GIVEN REQUEST ▸
Extract, exactly as written, all lines of the material below from the line that includes "Where can the outstretched" through its last line.
━━━━━━
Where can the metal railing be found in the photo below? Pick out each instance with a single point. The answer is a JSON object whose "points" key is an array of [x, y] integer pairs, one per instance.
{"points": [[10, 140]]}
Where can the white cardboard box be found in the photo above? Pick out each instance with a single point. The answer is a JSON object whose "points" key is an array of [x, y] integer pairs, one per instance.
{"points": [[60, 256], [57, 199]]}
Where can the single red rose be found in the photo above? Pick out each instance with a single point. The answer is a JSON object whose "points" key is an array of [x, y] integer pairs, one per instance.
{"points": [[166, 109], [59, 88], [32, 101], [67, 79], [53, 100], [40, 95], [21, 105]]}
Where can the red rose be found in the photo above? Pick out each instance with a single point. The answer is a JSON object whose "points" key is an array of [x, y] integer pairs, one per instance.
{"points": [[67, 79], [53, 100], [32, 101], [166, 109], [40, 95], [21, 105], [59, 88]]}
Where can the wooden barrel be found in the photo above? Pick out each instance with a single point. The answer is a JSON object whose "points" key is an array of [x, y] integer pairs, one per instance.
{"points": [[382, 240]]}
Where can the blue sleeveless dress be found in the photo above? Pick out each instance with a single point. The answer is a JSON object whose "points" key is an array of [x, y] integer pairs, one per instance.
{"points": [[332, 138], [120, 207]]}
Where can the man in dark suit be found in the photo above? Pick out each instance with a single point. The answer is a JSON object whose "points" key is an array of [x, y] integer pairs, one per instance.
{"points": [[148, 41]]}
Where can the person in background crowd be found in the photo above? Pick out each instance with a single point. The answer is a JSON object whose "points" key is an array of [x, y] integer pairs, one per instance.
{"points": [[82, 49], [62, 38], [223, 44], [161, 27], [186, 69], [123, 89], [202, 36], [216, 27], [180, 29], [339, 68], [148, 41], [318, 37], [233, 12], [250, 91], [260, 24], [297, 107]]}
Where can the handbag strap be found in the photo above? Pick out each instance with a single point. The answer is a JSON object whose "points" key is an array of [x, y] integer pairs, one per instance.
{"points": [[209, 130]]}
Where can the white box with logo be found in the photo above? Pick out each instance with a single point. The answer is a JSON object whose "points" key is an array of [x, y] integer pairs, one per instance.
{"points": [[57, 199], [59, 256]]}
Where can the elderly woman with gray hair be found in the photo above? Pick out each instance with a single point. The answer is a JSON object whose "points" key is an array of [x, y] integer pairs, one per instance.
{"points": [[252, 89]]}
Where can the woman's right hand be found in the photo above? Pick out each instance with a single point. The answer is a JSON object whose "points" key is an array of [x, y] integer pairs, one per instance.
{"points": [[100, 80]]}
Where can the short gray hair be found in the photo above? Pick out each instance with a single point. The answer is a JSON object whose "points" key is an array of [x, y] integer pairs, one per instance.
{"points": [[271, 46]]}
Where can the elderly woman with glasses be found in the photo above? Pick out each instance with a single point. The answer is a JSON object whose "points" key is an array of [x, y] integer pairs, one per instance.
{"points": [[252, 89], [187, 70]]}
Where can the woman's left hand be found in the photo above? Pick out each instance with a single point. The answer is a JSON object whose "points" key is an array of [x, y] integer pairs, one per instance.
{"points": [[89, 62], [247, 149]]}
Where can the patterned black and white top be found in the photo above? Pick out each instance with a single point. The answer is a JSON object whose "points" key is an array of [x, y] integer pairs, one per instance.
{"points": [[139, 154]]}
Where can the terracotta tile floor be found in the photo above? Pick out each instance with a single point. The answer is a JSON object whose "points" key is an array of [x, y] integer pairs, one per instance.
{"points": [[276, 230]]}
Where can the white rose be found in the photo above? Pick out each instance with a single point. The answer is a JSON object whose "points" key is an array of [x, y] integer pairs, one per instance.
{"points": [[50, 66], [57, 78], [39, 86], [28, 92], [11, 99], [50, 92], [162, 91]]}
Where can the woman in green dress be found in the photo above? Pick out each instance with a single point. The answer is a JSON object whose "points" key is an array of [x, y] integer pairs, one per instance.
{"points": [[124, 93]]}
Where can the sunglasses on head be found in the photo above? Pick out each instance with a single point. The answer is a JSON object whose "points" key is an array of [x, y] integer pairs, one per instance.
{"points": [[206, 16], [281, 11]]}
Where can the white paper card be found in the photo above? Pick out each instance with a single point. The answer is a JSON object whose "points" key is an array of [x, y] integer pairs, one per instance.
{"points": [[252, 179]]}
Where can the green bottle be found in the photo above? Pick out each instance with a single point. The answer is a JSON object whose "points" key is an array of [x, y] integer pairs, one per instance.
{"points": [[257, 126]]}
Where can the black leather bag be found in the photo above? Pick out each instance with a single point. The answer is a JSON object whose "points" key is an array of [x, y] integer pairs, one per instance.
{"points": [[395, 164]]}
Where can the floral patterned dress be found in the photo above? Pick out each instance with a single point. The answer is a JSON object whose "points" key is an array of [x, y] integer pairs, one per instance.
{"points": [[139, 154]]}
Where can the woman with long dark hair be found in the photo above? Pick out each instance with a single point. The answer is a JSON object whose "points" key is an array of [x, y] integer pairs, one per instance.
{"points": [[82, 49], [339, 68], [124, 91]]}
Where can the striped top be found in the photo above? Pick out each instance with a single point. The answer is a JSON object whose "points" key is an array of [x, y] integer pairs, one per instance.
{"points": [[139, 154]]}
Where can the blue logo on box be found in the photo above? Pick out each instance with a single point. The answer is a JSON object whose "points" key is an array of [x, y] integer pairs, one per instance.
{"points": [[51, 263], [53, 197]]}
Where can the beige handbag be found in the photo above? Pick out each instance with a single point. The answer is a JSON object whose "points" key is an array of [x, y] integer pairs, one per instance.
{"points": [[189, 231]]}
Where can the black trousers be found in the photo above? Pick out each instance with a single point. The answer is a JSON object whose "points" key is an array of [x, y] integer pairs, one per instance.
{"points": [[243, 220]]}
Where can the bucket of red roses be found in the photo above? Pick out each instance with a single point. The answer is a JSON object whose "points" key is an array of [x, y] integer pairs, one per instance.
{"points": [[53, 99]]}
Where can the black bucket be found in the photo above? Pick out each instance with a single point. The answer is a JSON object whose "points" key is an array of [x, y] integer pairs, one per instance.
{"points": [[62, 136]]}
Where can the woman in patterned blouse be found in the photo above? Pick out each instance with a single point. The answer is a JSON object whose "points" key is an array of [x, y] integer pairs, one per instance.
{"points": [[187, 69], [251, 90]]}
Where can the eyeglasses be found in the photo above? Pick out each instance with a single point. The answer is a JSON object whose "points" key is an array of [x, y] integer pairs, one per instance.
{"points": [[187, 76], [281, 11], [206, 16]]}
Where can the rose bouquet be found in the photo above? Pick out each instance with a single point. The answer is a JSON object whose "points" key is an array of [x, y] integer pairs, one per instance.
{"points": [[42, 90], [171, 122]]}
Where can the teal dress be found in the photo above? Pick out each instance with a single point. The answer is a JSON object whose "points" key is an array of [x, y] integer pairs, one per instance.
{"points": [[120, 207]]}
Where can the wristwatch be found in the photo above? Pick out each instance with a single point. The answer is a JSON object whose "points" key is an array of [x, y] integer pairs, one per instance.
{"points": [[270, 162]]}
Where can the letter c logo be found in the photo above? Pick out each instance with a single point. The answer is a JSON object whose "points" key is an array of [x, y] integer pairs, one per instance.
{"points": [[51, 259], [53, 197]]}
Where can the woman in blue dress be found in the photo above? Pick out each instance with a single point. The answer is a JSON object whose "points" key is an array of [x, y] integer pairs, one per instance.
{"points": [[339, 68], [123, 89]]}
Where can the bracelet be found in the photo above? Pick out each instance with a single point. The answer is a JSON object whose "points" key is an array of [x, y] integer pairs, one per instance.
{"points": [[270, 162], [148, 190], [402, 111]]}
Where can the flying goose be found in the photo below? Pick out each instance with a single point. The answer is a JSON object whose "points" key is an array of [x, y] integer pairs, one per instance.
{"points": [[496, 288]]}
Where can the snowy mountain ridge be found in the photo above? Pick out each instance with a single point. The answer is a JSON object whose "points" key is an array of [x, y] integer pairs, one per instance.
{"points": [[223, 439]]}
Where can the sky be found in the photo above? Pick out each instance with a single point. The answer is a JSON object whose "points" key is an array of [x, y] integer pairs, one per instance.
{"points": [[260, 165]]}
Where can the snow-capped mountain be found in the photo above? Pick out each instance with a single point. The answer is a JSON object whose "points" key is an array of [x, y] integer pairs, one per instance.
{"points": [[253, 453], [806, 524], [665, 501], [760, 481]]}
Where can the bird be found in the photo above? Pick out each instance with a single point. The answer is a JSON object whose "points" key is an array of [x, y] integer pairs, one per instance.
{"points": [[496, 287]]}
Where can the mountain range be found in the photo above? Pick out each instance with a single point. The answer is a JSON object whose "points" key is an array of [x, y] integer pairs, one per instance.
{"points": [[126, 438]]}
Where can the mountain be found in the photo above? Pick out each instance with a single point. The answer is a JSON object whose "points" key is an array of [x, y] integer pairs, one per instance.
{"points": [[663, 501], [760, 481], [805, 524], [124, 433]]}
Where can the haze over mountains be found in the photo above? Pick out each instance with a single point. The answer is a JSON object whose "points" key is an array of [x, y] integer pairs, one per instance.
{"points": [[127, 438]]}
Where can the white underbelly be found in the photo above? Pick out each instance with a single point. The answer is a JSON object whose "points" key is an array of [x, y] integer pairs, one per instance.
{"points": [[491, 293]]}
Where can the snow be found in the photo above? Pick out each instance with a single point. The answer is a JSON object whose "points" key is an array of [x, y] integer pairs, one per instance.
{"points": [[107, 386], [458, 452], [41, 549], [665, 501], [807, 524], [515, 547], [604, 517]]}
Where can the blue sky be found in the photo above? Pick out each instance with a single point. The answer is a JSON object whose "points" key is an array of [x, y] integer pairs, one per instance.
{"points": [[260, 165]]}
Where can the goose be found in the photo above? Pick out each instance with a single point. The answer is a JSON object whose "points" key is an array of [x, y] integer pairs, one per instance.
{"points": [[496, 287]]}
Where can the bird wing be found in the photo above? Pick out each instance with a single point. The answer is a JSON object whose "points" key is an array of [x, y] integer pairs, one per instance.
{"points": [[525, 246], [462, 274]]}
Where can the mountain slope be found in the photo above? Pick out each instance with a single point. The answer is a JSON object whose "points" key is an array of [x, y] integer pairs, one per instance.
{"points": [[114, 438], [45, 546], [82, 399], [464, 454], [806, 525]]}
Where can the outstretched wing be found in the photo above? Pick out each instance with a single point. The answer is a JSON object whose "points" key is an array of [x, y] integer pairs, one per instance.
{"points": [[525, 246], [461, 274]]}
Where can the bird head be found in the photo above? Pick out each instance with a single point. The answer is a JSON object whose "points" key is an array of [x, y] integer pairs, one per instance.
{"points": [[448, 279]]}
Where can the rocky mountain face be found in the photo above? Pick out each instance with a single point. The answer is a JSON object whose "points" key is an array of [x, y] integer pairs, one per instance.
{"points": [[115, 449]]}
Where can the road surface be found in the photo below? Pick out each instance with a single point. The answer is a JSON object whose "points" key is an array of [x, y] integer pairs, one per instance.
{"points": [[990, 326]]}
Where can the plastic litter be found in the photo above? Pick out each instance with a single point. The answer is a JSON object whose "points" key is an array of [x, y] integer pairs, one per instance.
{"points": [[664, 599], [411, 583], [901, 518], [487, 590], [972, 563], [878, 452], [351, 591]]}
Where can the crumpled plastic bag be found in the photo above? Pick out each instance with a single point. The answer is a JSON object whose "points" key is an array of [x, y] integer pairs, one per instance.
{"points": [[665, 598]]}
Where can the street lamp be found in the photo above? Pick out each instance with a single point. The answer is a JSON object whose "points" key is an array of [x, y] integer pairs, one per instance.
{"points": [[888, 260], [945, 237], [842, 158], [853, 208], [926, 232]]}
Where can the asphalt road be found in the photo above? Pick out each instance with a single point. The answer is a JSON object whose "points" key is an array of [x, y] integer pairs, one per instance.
━━━━━━
SOLUTION ▸
Where can the outstretched wing be found in the photo above? Pick out each instance with a single point. The answer is a JSON object whose "points" key is an array of [x, y] integer pairs, one per instance.
{"points": [[525, 246], [461, 274]]}
Where can the bird head be found in the photo above? Pick out each instance with a single point. The answer is a JSON object whose "points" key is an array of [x, y] integer pairs, one per instance.
{"points": [[448, 279]]}
Where can the rocky mountain face be found in the photo above? Pick out each instance with a single point. The answer is a JSON object whose "points" key is an array of [x, y] integer pairs, one per instance.
{"points": [[115, 449]]}
Where can the road surface be found in the photo below? Pick out each instance with a single point. The answer is a JSON object whose "points" key is an array of [x, y] integer pairs, one per instance.
{"points": [[990, 326]]}
Where can the plastic litter be found in the photo above? Pick out each instance with a single point. The answer is a JSON object whose "points" key is an array of [x, y] integer pairs, one per instance.
{"points": [[664, 599], [411, 583], [901, 518], [487, 590], [972, 563], [878, 452], [351, 591]]}
Where can the crumpled plastic bag be found in the photo above? Pick out each instance with a single point. The answer is a JSON object whose "points" key is an array of [x, y] integer pairs, one per instance.
{"points": [[665, 598]]}
Where can the street lamp be found in the photo above? Pick out each instance with a single point. The answer is a JSON object whose "points" key is an array of [x, y] integer pairs, one per instance.
{"points": [[888, 260], [945, 237], [842, 158], [853, 208], [926, 232]]}
Where can the asphalt road be found in the photo above? Pick out each instance with a single point. The answer is a JSON object whose "points" key is an array of [x, y] integer pairs, one per instance.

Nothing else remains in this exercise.